## Excerpts of pointing data:
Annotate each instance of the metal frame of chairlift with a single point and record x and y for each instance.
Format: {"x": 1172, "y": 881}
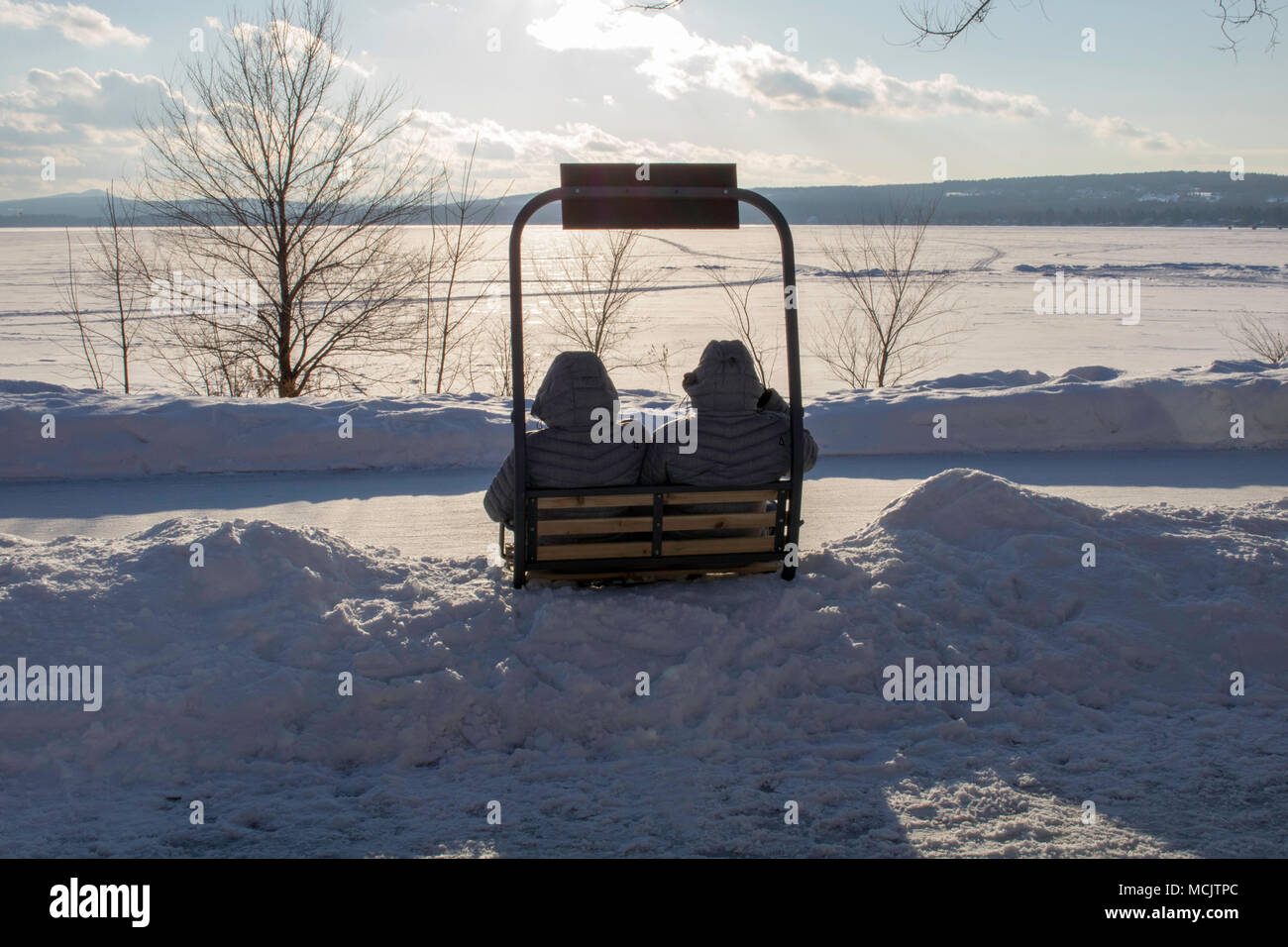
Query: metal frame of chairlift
{"x": 653, "y": 196}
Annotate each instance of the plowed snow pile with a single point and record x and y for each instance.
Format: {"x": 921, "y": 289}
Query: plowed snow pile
{"x": 1108, "y": 684}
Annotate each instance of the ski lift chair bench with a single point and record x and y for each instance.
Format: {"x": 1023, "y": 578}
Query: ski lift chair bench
{"x": 644, "y": 531}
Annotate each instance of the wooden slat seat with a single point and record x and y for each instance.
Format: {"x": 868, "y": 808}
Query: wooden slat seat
{"x": 579, "y": 536}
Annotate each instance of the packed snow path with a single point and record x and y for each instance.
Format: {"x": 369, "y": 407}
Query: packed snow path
{"x": 441, "y": 512}
{"x": 1109, "y": 684}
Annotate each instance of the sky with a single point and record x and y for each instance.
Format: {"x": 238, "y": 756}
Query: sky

## WHAT THE EXERCISE ASKS:
Copy all of the rows above line for line, leaving out the pictures.

## REPLY TO THE TASK:
Annotate each instance of the metal frame of chairlift with a single point and record x and y for each instance.
Format: {"x": 1172, "y": 881}
Query: metal frame of chairlift
{"x": 653, "y": 196}
Annotate each instance of the plowed snow pile with a single point and record x and y for each instance.
Format: {"x": 921, "y": 289}
Query: plowed snow pile
{"x": 1108, "y": 684}
Annotate each instance of the ski lift chair bench with a single point and record x and y for each instance.
Format: {"x": 1023, "y": 578}
Query: ski lift chair bench
{"x": 644, "y": 531}
Annotate each instance of the wooden slat seat with a single point and record x and y for each instance.
Format: {"x": 868, "y": 808}
Query: wooden slat seat
{"x": 579, "y": 536}
Annotate each instance of the packed snow path with a single point and record x and y for each instance.
Format: {"x": 369, "y": 407}
Query: packed snow path
{"x": 441, "y": 512}
{"x": 1109, "y": 684}
Annotate each instance of the sky with a single point and record x and y for each instance.
Format: {"x": 238, "y": 756}
Query: sky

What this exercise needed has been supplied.